YOUR GOAL: Would you please transcribe the records below from the line with "Target: white ceramic baking dish" through their final line, exactly and with no other lines?

SUPPLIED MATERIAL:
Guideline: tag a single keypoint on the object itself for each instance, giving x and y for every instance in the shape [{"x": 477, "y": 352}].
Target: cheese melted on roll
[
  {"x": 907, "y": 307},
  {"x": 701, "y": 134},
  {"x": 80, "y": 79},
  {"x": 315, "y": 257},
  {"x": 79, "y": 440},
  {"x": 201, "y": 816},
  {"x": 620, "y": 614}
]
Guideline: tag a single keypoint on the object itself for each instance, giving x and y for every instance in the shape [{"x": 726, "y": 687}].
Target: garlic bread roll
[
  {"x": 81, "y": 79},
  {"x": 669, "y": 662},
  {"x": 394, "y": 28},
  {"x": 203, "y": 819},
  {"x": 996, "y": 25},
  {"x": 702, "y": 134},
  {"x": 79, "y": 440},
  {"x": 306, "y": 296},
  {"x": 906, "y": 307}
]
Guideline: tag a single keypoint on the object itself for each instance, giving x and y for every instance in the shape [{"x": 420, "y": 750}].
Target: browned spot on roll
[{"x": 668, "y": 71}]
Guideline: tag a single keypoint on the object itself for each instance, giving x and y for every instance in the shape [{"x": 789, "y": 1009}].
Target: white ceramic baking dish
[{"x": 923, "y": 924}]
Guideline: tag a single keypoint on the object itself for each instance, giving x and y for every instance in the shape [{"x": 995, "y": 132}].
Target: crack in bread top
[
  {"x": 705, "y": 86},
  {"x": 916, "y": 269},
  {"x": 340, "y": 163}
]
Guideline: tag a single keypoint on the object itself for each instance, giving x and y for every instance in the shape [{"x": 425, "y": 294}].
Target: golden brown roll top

COMPLETED TASK:
Target: white ceramic baking dish
[{"x": 923, "y": 924}]
Guideline: tag a single keypoint on the object itself for each instance, giving x and y for every instance in the shape [{"x": 995, "y": 132}].
Target: crack in bread top
[
  {"x": 705, "y": 86},
  {"x": 916, "y": 269},
  {"x": 340, "y": 163}
]
Guideline: tag a single keypoint on the object itself for each instance, giving x and y for every instance in the shape [{"x": 425, "y": 294}].
Target: golden brown roll top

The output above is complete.